SUPPLIED RECORDS:
--- --- ---

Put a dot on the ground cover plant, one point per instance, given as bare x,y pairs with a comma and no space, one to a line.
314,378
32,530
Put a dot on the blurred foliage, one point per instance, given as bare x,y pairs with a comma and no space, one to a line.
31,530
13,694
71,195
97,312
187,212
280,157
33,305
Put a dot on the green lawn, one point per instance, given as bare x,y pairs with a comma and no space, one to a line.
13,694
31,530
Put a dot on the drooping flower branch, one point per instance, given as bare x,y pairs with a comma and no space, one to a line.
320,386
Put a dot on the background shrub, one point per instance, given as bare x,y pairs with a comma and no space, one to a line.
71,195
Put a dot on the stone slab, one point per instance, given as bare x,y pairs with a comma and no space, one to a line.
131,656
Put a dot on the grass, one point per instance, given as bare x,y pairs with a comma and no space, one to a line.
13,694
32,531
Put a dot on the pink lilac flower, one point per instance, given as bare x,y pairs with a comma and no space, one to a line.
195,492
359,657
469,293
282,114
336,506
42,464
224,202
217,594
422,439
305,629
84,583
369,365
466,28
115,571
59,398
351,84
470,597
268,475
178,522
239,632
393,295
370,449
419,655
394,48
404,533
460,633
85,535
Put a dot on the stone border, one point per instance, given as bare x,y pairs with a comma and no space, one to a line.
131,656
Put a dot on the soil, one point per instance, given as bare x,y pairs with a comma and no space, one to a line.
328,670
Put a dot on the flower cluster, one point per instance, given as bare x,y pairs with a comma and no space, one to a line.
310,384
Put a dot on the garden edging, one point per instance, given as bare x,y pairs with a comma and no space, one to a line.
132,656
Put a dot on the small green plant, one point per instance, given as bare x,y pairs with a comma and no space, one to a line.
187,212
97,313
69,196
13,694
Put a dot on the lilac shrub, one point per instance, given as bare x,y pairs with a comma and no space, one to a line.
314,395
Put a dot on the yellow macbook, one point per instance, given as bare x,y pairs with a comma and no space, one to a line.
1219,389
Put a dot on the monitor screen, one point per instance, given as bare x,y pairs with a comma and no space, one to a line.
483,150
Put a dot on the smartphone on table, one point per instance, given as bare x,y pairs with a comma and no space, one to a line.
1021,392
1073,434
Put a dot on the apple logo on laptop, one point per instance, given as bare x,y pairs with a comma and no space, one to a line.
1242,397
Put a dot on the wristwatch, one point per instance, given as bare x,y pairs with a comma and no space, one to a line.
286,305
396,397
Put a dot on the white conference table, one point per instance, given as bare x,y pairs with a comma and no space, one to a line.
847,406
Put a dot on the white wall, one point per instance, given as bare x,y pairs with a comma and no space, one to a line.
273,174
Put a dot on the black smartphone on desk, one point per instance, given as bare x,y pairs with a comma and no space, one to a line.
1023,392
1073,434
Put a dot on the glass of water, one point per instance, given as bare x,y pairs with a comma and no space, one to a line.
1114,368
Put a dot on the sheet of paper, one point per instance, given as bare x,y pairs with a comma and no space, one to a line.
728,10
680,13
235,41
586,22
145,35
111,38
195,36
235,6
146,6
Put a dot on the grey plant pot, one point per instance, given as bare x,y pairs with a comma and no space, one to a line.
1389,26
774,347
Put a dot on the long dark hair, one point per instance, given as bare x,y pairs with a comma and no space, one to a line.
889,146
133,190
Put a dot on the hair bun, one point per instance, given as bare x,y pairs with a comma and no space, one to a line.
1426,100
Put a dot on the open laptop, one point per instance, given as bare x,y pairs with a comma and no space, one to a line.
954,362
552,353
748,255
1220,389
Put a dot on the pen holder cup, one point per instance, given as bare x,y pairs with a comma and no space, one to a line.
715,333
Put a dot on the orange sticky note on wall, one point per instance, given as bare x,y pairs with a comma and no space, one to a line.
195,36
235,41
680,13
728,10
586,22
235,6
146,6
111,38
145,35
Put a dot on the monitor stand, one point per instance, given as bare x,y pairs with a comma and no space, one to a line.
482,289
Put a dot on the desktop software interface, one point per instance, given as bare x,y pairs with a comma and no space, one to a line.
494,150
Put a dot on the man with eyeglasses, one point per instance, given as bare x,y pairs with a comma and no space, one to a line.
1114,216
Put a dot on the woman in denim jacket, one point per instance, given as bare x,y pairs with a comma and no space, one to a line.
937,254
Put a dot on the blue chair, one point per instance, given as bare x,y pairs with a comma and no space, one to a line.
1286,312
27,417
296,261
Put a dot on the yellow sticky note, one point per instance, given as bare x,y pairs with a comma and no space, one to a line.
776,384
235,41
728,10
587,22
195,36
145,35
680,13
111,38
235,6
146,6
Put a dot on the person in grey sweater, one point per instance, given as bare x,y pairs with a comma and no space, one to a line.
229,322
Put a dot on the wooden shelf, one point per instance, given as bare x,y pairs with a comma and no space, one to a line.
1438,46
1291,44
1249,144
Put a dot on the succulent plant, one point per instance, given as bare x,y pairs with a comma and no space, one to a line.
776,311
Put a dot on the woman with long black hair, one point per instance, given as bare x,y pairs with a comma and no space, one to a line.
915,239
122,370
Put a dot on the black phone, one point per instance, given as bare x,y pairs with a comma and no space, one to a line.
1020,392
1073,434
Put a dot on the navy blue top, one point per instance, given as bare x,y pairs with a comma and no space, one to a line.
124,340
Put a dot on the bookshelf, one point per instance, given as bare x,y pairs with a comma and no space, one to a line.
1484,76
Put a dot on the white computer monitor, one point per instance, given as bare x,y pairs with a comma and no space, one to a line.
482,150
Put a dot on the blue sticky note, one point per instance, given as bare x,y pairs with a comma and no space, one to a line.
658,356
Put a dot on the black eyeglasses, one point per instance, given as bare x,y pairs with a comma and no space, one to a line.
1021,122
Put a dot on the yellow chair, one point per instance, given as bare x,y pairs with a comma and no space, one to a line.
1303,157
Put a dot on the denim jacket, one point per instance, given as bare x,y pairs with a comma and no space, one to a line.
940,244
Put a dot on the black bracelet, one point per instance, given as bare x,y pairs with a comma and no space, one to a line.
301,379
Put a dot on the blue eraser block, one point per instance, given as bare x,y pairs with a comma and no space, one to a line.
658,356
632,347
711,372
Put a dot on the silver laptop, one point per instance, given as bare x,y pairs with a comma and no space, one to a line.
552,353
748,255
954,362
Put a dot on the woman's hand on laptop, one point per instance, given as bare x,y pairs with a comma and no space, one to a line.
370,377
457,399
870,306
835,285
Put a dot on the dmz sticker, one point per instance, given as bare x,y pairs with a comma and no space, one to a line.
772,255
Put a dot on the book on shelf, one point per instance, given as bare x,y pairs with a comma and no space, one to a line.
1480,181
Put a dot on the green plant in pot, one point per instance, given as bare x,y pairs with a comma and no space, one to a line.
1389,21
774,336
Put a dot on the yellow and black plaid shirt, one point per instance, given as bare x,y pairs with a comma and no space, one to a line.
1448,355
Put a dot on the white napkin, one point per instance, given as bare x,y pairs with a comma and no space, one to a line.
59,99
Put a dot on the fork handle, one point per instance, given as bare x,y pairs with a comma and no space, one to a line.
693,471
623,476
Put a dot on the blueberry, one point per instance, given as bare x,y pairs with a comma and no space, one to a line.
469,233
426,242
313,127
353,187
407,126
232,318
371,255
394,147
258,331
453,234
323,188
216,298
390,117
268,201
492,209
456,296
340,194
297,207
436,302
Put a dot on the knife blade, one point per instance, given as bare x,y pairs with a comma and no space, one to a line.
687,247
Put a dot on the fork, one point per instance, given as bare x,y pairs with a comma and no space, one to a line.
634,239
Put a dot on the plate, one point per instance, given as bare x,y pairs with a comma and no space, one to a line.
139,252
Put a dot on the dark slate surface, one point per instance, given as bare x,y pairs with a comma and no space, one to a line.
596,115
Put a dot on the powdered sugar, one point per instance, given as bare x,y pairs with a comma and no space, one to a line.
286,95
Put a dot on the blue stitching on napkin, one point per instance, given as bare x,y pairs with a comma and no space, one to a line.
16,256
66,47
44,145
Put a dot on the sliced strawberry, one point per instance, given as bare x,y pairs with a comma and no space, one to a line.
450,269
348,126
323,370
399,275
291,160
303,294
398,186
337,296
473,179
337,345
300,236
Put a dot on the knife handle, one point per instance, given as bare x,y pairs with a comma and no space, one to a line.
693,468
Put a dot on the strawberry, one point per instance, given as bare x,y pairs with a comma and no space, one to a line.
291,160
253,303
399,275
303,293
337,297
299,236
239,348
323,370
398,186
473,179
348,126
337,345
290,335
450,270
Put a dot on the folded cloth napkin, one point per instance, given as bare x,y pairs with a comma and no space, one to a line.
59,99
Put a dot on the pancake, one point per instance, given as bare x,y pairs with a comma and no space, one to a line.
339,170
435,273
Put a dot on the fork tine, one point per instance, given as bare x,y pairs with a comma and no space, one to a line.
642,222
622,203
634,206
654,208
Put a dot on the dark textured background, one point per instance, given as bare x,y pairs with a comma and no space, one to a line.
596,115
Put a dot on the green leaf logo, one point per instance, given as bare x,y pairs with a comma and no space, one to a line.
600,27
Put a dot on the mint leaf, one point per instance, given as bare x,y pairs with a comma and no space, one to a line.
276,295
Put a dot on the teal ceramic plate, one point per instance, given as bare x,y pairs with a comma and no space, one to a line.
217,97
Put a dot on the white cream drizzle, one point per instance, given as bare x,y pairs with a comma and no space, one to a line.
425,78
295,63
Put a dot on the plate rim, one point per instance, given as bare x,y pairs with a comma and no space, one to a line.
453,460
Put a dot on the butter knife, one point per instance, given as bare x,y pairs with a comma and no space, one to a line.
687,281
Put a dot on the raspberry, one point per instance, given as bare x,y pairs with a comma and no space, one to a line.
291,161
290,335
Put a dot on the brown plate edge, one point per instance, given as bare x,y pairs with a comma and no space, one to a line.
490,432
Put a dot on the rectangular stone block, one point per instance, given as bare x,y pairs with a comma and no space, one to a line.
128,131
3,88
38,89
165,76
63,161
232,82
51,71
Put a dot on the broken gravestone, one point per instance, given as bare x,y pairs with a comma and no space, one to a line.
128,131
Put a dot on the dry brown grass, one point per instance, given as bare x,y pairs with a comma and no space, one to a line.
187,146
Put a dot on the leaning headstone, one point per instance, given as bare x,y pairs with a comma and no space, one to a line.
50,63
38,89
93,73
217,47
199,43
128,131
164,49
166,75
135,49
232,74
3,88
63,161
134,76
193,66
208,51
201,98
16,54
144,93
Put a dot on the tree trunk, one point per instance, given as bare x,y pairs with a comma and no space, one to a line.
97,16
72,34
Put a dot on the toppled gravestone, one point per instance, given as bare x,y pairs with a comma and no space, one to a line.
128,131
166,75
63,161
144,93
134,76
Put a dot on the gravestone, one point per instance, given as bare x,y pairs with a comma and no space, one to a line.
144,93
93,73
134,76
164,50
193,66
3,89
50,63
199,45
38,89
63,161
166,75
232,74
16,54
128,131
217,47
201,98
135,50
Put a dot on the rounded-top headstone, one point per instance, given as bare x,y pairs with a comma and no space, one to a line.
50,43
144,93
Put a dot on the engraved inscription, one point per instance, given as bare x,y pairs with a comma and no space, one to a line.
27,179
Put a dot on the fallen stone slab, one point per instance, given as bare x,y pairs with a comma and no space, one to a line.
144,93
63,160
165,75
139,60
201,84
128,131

--- --- ---

WHAT TO PRODUCE: Recast the stretch from the row containing "Put a dot on the gravestone, one" through the end of the rows as a two-column CSV with the columns label_request and points. Give one CSV line per row, with each field in double quotes and any line breaks replaced by spaces.

COMPLETED TASK:
label_request,points
"Put a dot on the gravestone, one point per instance, given as bare x,y pairs with a comma and no space, one to a line.","144,93 93,73 134,76 164,50 193,66 3,89 50,63 199,45 38,89 63,161 166,75 232,74 16,54 128,131 217,47 201,98 135,50"
"Put a dot on the rounded-top headstone, one point per instance, given as bare x,y pairs with a comma and no space, one to a line.","50,43 144,93"
"Put a dot on the engraved inscription, one point per instance, given as bare x,y pairs with a comma and no space, one to a line.","27,179"
"Put a dot on the fallen stone slab, one point per instance, given as bare x,y pairs with a comma and no space, one to a line.","144,93 63,160 165,75 139,60 201,84 128,131"